## BEGIN Entries provided
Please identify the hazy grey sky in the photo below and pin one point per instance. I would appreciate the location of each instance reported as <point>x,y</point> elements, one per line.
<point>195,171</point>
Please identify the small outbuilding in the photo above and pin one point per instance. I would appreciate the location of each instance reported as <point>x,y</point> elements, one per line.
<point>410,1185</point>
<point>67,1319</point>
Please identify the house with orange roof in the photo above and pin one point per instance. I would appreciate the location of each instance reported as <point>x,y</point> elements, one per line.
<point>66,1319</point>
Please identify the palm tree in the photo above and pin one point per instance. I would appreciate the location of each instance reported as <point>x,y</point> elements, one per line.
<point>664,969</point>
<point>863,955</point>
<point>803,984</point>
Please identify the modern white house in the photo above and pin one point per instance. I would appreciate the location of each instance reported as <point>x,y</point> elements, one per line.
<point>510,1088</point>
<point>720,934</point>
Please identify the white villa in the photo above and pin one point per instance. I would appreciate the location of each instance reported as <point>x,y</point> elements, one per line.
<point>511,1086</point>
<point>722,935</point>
## END Entries provided
Rewrite all of the items above as a numbered list, leaving out any blank lines.

1. Please identify the hazy grey sky in the photo below and pin one point per instance. I would appreciate the location of each instance reported as <point>x,y</point> elements, one per line.
2. <point>195,171</point>
3. Please identify the small outbuilding in the photo above and pin one point per instance. I would appreciate the location of each instance reported as <point>x,y</point> elements, one per line.
4. <point>410,1185</point>
5. <point>67,1319</point>
6. Please identify the house with orange roof in the photo above and pin one point per instance. I would appreciate the location of each instance reported as <point>x,y</point> elements, one per line.
7. <point>66,1319</point>
8. Please identify the palm tree in the photo above and pin one point per instance. I would appreciate the location of each instance reported as <point>x,y</point> elements, one per line.
9. <point>664,969</point>
10. <point>863,955</point>
11. <point>803,984</point>
12. Please identify the modern white house in the photo above and pin one point per instance. I would appreciate the location of each instance reported as <point>x,y</point> elements, one per line.
13. <point>510,1088</point>
14. <point>720,934</point>
15. Please identify the white villa in the photo above and pin one point per instance. I would appreciate the location of each instance reported as <point>x,y</point> elements, one per line.
16. <point>511,1086</point>
17. <point>722,935</point>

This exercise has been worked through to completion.